__DIRECTION__:
Put each line of the listing below into a JSON list of strings, one string per line, and leave out any blank lines.

__Records from a dataset__:

-------------------------

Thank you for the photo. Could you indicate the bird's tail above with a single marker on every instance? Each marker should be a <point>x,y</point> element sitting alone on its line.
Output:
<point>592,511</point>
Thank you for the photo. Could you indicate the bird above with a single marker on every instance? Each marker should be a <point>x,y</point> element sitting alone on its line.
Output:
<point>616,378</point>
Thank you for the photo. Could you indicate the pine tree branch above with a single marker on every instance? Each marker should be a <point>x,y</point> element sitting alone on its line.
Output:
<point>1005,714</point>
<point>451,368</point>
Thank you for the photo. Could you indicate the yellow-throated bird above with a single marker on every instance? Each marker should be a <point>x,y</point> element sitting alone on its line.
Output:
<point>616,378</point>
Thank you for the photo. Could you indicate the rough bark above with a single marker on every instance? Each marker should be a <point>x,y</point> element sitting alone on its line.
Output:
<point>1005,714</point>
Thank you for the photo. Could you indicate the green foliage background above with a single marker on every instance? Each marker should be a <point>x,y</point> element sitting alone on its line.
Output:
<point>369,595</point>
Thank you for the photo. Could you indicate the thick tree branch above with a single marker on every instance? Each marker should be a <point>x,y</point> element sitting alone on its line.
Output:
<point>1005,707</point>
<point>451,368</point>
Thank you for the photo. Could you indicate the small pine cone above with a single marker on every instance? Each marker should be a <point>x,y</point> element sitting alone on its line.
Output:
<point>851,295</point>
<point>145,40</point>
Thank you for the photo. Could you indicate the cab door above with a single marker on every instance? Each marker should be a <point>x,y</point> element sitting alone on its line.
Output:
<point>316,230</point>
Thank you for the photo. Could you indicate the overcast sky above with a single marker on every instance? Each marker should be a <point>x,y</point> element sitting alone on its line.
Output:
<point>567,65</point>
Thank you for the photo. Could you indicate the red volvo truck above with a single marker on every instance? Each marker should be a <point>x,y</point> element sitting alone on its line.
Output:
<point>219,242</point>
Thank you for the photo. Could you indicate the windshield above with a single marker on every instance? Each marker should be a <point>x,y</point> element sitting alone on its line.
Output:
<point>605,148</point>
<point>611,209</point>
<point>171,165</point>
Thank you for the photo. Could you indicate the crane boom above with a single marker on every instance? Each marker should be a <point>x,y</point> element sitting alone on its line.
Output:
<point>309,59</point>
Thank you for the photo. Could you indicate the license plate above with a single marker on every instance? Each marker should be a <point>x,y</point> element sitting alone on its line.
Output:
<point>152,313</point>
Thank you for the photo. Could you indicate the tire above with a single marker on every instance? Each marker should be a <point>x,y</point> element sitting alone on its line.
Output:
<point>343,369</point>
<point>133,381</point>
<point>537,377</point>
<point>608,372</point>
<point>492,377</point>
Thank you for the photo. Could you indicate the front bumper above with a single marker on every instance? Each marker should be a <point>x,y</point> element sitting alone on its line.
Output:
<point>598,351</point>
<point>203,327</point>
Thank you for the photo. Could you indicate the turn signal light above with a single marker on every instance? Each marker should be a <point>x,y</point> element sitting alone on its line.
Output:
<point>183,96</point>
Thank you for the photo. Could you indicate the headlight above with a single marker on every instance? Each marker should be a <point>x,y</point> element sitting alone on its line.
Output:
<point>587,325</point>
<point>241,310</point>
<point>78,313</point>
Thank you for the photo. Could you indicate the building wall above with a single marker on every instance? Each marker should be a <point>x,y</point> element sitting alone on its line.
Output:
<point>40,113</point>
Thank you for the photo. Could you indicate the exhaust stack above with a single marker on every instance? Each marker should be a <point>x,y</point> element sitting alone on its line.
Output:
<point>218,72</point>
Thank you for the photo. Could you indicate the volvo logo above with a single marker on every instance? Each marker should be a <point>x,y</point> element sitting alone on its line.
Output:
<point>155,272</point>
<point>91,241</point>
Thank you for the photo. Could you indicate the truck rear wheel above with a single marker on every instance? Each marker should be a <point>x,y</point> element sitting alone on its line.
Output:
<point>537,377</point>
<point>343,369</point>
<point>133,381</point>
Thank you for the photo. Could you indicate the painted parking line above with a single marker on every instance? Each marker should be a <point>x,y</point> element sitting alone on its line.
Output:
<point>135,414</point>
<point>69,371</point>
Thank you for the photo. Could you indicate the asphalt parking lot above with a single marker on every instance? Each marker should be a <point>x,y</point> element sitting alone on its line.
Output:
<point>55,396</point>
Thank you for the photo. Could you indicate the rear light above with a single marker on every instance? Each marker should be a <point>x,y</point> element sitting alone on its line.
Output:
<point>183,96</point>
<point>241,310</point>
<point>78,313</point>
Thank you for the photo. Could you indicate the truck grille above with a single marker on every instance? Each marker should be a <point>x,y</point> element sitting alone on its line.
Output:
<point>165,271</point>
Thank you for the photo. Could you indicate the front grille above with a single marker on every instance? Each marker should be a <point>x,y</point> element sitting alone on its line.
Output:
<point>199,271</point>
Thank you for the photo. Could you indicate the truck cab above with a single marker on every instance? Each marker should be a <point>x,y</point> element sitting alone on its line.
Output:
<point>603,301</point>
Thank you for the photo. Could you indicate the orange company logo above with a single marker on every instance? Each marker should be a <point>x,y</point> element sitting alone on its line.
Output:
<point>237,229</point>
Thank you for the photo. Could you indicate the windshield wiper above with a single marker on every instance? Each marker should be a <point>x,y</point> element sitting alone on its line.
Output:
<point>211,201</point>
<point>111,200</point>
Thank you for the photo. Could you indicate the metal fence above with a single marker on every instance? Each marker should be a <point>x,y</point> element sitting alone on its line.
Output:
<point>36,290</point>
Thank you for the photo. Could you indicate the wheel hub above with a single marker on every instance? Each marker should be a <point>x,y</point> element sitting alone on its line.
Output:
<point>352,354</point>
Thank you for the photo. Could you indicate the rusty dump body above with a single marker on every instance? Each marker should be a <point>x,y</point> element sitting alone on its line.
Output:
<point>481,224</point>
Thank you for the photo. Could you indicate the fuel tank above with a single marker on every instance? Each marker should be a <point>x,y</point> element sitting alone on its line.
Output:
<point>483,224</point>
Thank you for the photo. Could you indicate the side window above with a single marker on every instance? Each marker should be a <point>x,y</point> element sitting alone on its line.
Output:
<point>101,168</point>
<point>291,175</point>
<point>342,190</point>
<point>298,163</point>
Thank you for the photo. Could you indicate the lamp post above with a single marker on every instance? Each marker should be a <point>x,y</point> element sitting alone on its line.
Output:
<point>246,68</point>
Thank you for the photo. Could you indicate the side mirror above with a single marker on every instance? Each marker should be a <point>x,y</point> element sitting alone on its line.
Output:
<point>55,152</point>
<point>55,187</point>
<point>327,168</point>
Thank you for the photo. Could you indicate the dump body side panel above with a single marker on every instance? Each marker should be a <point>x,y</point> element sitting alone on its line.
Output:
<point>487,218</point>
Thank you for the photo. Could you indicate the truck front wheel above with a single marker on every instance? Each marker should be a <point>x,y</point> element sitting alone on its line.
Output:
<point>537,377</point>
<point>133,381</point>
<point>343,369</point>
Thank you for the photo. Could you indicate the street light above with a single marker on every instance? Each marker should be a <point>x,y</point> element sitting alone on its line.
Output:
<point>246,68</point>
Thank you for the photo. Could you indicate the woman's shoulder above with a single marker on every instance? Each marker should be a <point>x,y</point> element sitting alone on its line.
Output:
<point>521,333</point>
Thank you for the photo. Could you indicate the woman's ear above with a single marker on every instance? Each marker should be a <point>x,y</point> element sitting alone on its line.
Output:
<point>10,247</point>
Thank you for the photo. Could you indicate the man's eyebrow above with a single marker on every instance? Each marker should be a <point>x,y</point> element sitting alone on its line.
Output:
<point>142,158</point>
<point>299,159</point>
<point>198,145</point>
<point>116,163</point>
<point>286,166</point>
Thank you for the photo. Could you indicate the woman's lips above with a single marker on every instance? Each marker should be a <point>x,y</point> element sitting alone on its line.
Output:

-------------------------

__SOLVED PROBLEM__:
[
  "Thank you for the photo. Could you indicate the bird's tail above with a single marker on every instance? Each marker should be a <point>x,y</point> element sitting alone on its line.",
  "Output:",
  "<point>592,511</point>",
  "Thank you for the photo. Could you indicate the bird above with a single marker on every instance? Each marker should be a <point>x,y</point> element sitting alone on its line.",
  "Output:",
  "<point>616,378</point>",
  "Thank you for the photo. Could you indicate the pine tree branch above with a single marker on every instance? Each marker should be a <point>x,y</point> element sitting alone on its line.",
  "Output:",
  "<point>1005,714</point>",
  "<point>451,368</point>",
  "Thank you for the photo. Could you indicate the yellow-throated bird above with a single marker on every instance? Each marker should be a <point>x,y</point> element sitting alone on its line.",
  "Output:",
  "<point>616,378</point>",
  "Thank you for the photo. Could you indicate the rough bark above with a single marker on every instance? Each marker should be a <point>x,y</point> element sitting alone on its line.",
  "Output:",
  "<point>1005,714</point>",
  "Thank you for the photo. Could you indicate the green foliage background above with a single marker on every instance? Each marker should be a <point>x,y</point> element sitting alone on its line.",
  "Output:",
  "<point>369,595</point>",
  "Thank you for the photo. Could you indicate the thick tree branch above with a single marker on every instance? Each marker should be a <point>x,y</point> element sitting alone on its line.",
  "Output:",
  "<point>1005,707</point>",
  "<point>451,368</point>",
  "Thank you for the photo. Could you indicate the small pine cone above with a single marker on every instance? Each marker should be a <point>x,y</point> element sitting alone on its line.",
  "Output:",
  "<point>851,295</point>",
  "<point>145,40</point>",
  "Thank you for the photo. Could you indicate the cab door above with a single marker on every instance? Each marker should be a <point>x,y</point> element sitting alone on its line.",
  "Output:",
  "<point>316,230</point>",
  "Thank you for the photo. Could you indicate the overcast sky above with a single marker on every instance? Each marker should be a <point>x,y</point> element sitting alone on its line.",
  "Output:",
  "<point>567,65</point>",
  "Thank you for the photo. Could you indicate the red volvo truck above with a single marker on every instance? Each marker should be a <point>x,y</point> element sitting alone on its line.",
  "Output:",
  "<point>219,242</point>",
  "Thank you for the photo. Could you indicate the windshield above with a single marker on every instance? Each marker should be a <point>x,y</point> element sitting alone on its line.",
  "Output:",
  "<point>605,148</point>",
  "<point>611,209</point>",
  "<point>171,165</point>",
  "Thank you for the photo. Could you indicate the crane boom above with a single marker on every instance? Each marker should be a <point>x,y</point> element sitting alone on its line.",
  "Output:",
  "<point>309,59</point>",
  "Thank you for the photo. Could you indicate the license plate above with a single marker on every instance? Each marker should be a <point>x,y</point> element sitting alone on its line.",
  "Output:",
  "<point>152,313</point>",
  "Thank you for the photo. Could you indicate the tire above with a single marker on every instance? Each marker should be a <point>x,y</point> element sitting alone on its line.",
  "Output:",
  "<point>343,369</point>",
  "<point>133,381</point>",
  "<point>537,377</point>",
  "<point>608,372</point>",
  "<point>492,377</point>",
  "Thank you for the photo. Could you indicate the front bumper above with a single marker on every instance? Each marker should be a <point>x,y</point> element sitting alone on its line.",
  "Output:",
  "<point>598,351</point>",
  "<point>203,327</point>",
  "Thank you for the photo. Could you indicate the turn signal light above with a single marker on every instance? Each marker should be a <point>x,y</point> element sitting alone on its line.",
  "Output:",
  "<point>183,96</point>",
  "Thank you for the photo. Could you indicate the headlight above with a single marker on every instance? Each marker should be a <point>x,y</point> element sitting alone on its line.",
  "Output:",
  "<point>587,325</point>",
  "<point>241,310</point>",
  "<point>78,313</point>",
  "Thank you for the photo. Could you indicate the building wall above with a single marker on every instance? Each marker should be a <point>x,y</point> element sitting alone on its line.",
  "Output:",
  "<point>40,113</point>",
  "Thank you for the photo. Could you indicate the exhaust stack above with a single marker on every instance? Each marker should be a <point>x,y</point> element sitting alone on its line.",
  "Output:",
  "<point>218,72</point>",
  "Thank you for the photo. Could you indicate the volvo logo above with a single marker on every instance? Each marker should be a <point>x,y</point> element sitting alone on its line.",
  "Output:",
  "<point>155,272</point>",
  "<point>91,241</point>",
  "Thank you for the photo. Could you indicate the truck rear wheel above with a single marker on every instance? Each marker should be a <point>x,y</point> element sitting alone on its line.",
  "Output:",
  "<point>537,377</point>",
  "<point>343,369</point>",
  "<point>133,381</point>",
  "Thank you for the photo. Could you indicate the painted parking line above with a single marker on every instance? Each marker should be a <point>x,y</point> element sitting alone on its line.",
  "Output:",
  "<point>135,414</point>",
  "<point>69,371</point>",
  "Thank you for the photo. Could you indicate the asphalt parking lot above with a single marker on every instance? Each marker should be a <point>x,y</point> element sitting alone on its line.",
  "Output:",
  "<point>55,396</point>",
  "Thank you for the photo. Could you indicate the rear light above with a single marker on every instance? Each marker should be a <point>x,y</point> element sitting alone on its line.",
  "Output:",
  "<point>183,96</point>",
  "<point>241,310</point>",
  "<point>78,313</point>",
  "Thank you for the photo. Could you indicate the truck grille above with a single marker on every instance? Each marker should be a <point>x,y</point> element sitting alone on its line.",
  "Output:",
  "<point>165,271</point>",
  "Thank you for the photo. Could you indicate the front grille above with a single marker on every instance? Each marker should be a <point>x,y</point> element sitting alone on its line.",
  "Output:",
  "<point>199,271</point>",
  "Thank you for the photo. Could you indicate the truck cab above with a single marker on every instance? Each marker should be a <point>x,y</point> element sitting alone on its line.",
  "Output:",
  "<point>603,301</point>",
  "Thank you for the photo. Could you indicate the orange company logo above with a single marker on every instance? Each marker should be a <point>x,y</point> element sitting alone on its line.",
  "Output:",
  "<point>237,229</point>",
  "Thank you for the photo. Could you indicate the windshield wiper above with a single marker on every instance? Each marker should be a <point>x,y</point> element sitting alone on its line.",
  "Output:",
  "<point>211,201</point>",
  "<point>111,200</point>",
  "Thank you for the photo. Could you indicate the metal fence above with a single marker on every instance? Each marker should be a <point>x,y</point> element sitting alone on its line.",
  "Output:",
  "<point>36,290</point>",
  "Thank you for the photo. Could you indicate the wheel hub above with a single marker on every instance? Each marker should be a <point>x,y</point> element sitting alone on its line.",
  "Output:",
  "<point>352,354</point>",
  "Thank you for the photo. Could you indicate the rusty dump body above with a single marker on every instance? Each marker should be a <point>x,y</point> element sitting alone on its line.",
  "Output:",
  "<point>481,224</point>",
  "Thank you for the photo. Could you indicate the fuel tank above with a single marker on every instance? Each marker should be a <point>x,y</point> element sitting alone on its line.",
  "Output:",
  "<point>483,224</point>",
  "Thank you for the photo. Could you indicate the side window above with a single marker on every instance? Each marker should be a <point>x,y</point> element sitting alone on its line.",
  "Output:",
  "<point>101,168</point>",
  "<point>291,175</point>",
  "<point>342,190</point>",
  "<point>298,163</point>",
  "Thank you for the photo. Could you indicate the lamp post above with a single marker on every instance? Each marker should be a <point>x,y</point> element sitting alone on its line.",
  "Output:",
  "<point>246,68</point>",
  "Thank you for the photo. Could you indicate the side mirror above with a single marker on every instance? Each marker should be a <point>x,y</point> element sitting alone on its line.",
  "Output:",
  "<point>55,152</point>",
  "<point>55,187</point>",
  "<point>327,168</point>",
  "Thank you for the photo. Could you indicate the dump body side panel above with a single marker on every instance? Each marker should be a <point>x,y</point> element sitting alone on its line.",
  "Output:",
  "<point>487,218</point>",
  "Thank you for the photo. Could you indicate the truck front wheel above with a single marker on every instance? Each marker should be a <point>x,y</point> element sitting alone on its line.",
  "Output:",
  "<point>537,377</point>",
  "<point>133,381</point>",
  "<point>343,369</point>",
  "Thank you for the photo. Could you indicate the street light above with a single marker on every instance? Each marker should be a <point>x,y</point> element sitting alone on its line.",
  "Output:",
  "<point>246,68</point>",
  "Thank you for the photo. Could you indicate the woman's shoulder above with a single marker on every instance? Each marker should be a <point>x,y</point> element sitting alone on its line.",
  "Output:",
  "<point>521,333</point>",
  "Thank you for the photo. Could you indicate the woman's ear above with a single marker on every instance? Each marker should be a <point>x,y</point> element sitting alone on its line.",
  "Output:",
  "<point>10,247</point>",
  "Thank you for the photo. Could you indicate the man's eyebrow above with a single marker on every instance? Each marker should be a <point>x,y</point> element sitting alone on its line.",
  "Output:",
  "<point>142,158</point>",
  "<point>299,159</point>",
  "<point>198,145</point>",
  "<point>116,163</point>",
  "<point>286,166</point>",
  "Thank you for the photo. Could you indicate the woman's lips above with a single marker on every instance? Each marker should be a <point>x,y</point> element sitting alone on its line.",
  "Output:"
]